---- 本文抜粋

業務提携
業務提携とは複数の企業が互いの強みを活かし、弱みをカバーし合うことで更なる企業成長や市場シェアの拡大、将来ビジョンの実現などを目指すことです。ビジネスシーンでは企業同士の関係性や業務提携契約そのものを指す言葉として使用されています。当記事では、業務提携による効果の最大化とリスクの最小化を実現させるために必要となる情報やノウハウを、業務提携の意味や資本提携との違い、種類、メリットとデメリット、進め方、注意点やポイントなどの項目に整理して分かりやすく説明いたします。
業務提携の意味とは
業務提携とは、複数の企業の間で業務提携契約を結ぶことによって構築される業務上の協力関係のことです。
業務提携契約を結ぶ際には、双方の利益の保護を目的として業務提携契約書が作成されます。
業務提携は事業内容や事業規模を問わず、あらゆる企業で実施することができます。
また、業務提携を通じて他企業の技術やノウハウ、人材、販売経路などの経営資源を活用することで、自社の弱みをネックに感じることなく、強みを最大限に活かしたビジネス展開を行うことが可能となります。
業務提携の英語表現
一般的に業務提携というビジネス用語は英語で以下のように表現されています。
- business alliance
- business collaboration
- business partnership
- business tie-up
これらの表現は業務提携を結ぶ企業間の関係性や提携内容によって適宜使い分けられています。
また、日本国内においても『業務提携』の別表現としてアライアンスやコラボレーション、パートナーシップ、タイアップなど、それぞれのカタカナ語が用いられることがあります。

--------
---- 提供データ

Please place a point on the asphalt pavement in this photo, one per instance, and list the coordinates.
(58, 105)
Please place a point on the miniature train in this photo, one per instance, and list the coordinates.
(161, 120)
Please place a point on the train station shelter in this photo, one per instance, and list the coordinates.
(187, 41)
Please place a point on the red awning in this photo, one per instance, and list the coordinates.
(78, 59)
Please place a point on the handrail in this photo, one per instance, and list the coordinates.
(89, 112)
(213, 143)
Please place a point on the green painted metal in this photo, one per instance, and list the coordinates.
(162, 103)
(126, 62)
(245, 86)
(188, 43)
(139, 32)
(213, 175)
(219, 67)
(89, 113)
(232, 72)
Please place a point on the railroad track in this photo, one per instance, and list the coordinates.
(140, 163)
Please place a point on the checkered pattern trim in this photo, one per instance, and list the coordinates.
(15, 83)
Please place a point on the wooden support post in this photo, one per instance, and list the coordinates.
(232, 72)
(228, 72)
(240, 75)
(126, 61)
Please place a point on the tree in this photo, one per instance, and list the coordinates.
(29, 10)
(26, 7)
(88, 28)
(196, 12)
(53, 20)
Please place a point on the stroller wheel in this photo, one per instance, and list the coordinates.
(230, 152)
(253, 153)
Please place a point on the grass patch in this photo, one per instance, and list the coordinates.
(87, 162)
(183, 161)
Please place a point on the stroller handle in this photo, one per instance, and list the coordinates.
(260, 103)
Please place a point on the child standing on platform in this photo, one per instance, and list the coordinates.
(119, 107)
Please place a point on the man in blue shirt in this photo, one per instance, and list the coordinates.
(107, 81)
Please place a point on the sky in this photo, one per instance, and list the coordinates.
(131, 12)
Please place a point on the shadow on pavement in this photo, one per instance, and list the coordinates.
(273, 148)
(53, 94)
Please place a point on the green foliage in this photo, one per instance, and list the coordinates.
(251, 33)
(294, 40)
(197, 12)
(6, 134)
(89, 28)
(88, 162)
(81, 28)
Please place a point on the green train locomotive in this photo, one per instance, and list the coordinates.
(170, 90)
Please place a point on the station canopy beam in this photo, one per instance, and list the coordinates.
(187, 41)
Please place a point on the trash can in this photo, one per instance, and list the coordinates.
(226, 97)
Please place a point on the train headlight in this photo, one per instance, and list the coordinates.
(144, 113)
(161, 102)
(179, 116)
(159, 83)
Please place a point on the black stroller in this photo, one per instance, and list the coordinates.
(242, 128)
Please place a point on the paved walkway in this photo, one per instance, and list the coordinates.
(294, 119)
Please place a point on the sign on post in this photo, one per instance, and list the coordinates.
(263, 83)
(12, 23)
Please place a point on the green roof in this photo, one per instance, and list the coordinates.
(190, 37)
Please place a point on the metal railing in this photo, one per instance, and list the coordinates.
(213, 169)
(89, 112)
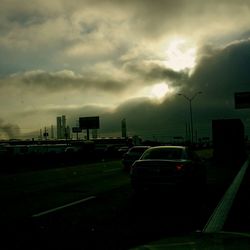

--------

● **取り組む課題**
A. 本文抜粋によると、業務提携契約を結ぶ際に双方の利益の保護を目的として作成されるものは何か、答えてください。
B. 本文抜粋の「また、業務提携を通じて他企業」から「が用いられることがあります。」までの部分を、一字一句変えずに書き写してください。

● **最終回答**
A. 業務提携契約書

B.
また、業務提携を通じて他企業の技術やノウハウ、人材、販売経路などの経営資源を活用することで、自社の弱みをネックに感じることなく、強みを最大限に活かしたビジネス展開を行うことが可能となります。
業務提携の英語表現
一般的に業務提携というビジネス用語は英語で以下のように表現されています。
- business alliance
- business collaboration
- business partnership
- business tie-up
これらの表現は業務提携を結ぶ企業間の関係性や提携内容によって適宜使い分けられています。
また、日本国内においても『業務提携』の別表現としてアライアンスやコラボレーション、パートナーシップ、タイアップなど、それぞれのカタカナ語が用いられることがあります。